**The request:** Print the passage below on the Mellon Lectures word for word, between "The A. W. Mellon" and "on art-related topics.", inclusive.

**Extract provided:**
The A. W. Mellon Lectures in the Fine Arts is an annual public lecture series, hosted by the National Gallery of Art in Washington, D.C., based on topics in the fine arts. Established in 1949 from an endowed gift from Ailsa Mellon Bruce and her brother, Paul Mellon, the series held its first lecture in 1952. While the series has featured mainly art historians, artists, composers, journalists, musicologists, poets, and scientists have also been invited to speak on art-related topics.

History
Established in 1949, the Mellon Lectures in the Fine Arts were created as part of an endowed gift to the National Gallery of Art from the Avalon Foundation and the Old Dominion Foundation, ran respectively by Ailsa Mellon Bruce and her brother, Paul Mellon, of the wealthy Mellon family. The series was created in order to "to bring to the people of the United States the results of the best contemporary thought and scholarship bearing upon the subject of the Fine Arts," and speakers must be of "exceptional ability, achievement, and reputation." The production of a book based on the talks has been funded by the Bollingen Foundation, ran by Paul and his wife, Mary Conover.

The Mellon Lectures began in 1952. Its first speaker was the French philosopher Jacques Maritain of Princeton University, who gave a talk titled "Creative Intuition in Art and Poetry."

**Contour labeling rows:**
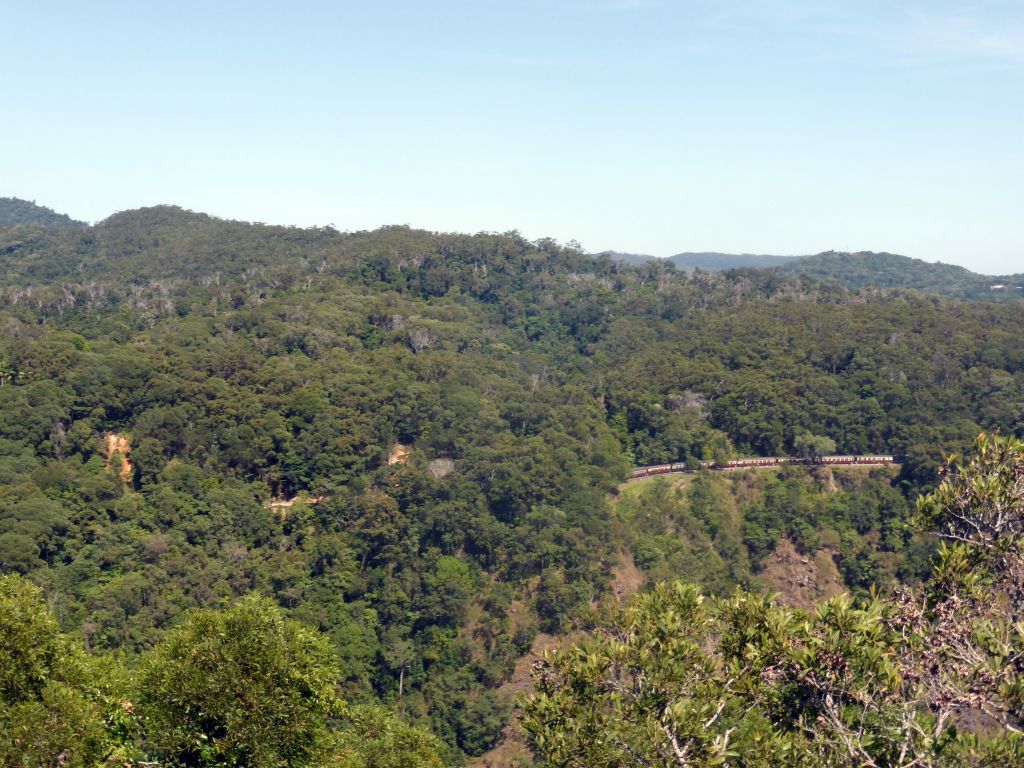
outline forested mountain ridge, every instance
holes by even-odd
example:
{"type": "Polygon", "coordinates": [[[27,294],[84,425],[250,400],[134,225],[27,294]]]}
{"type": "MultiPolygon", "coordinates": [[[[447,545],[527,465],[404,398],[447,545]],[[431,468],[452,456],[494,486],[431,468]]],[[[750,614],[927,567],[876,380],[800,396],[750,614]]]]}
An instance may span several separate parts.
{"type": "Polygon", "coordinates": [[[48,229],[78,229],[85,226],[66,213],[36,205],[18,198],[0,198],[0,228],[19,224],[42,226],[48,229]]]}
{"type": "Polygon", "coordinates": [[[954,264],[929,262],[893,253],[826,251],[814,256],[758,256],[728,253],[680,253],[665,259],[605,251],[598,256],[632,265],[672,263],[679,269],[771,269],[816,281],[835,281],[858,288],[891,288],[932,293],[968,301],[1006,301],[1024,298],[1024,273],[988,275],[954,264]]]}
{"type": "Polygon", "coordinates": [[[787,274],[834,280],[847,288],[905,288],[951,299],[1004,301],[1024,297],[1024,273],[987,275],[955,264],[931,263],[892,253],[807,256],[779,267],[787,274]]]}
{"type": "Polygon", "coordinates": [[[761,269],[772,266],[787,264],[802,256],[767,256],[753,253],[718,253],[713,251],[677,253],[674,256],[667,256],[659,259],[656,256],[645,256],[636,253],[621,253],[618,251],[602,251],[597,256],[607,256],[610,259],[625,261],[634,266],[645,264],[648,261],[672,262],[677,269],[692,271],[693,269],[710,269],[713,272],[722,269],[761,269]]]}
{"type": "Polygon", "coordinates": [[[667,574],[699,545],[716,592],[783,538],[835,546],[859,591],[912,578],[906,495],[982,428],[1024,430],[1021,338],[1016,305],[630,267],[516,233],[173,207],[11,227],[0,568],[129,656],[187,609],[264,594],[327,635],[348,697],[429,724],[457,762],[494,744],[515,659],[606,591],[620,548],[667,574]],[[625,505],[634,538],[608,504],[635,464],[807,435],[898,454],[902,474],[827,504],[784,476],[744,519],[698,484],[648,499],[654,519],[625,505]]]}

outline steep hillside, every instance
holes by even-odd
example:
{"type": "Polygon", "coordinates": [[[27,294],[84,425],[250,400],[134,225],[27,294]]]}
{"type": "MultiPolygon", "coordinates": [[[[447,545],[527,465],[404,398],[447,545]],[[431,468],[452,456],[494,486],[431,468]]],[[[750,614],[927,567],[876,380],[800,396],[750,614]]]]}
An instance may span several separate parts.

**Written solution:**
The A. W. Mellon Lectures in the Fine Arts is an annual public lecture series, hosted by the National Gallery of Art in Washington, D.C., based on topics in the fine arts. Established in 1949 from an endowed gift from Ailsa Mellon Bruce and her brother, Paul Mellon, the series held its first lecture in 1952. While the series has featured mainly art historians, artists, composers, journalists, musicologists, poets, and scientists have also been invited to speak on art-related topics.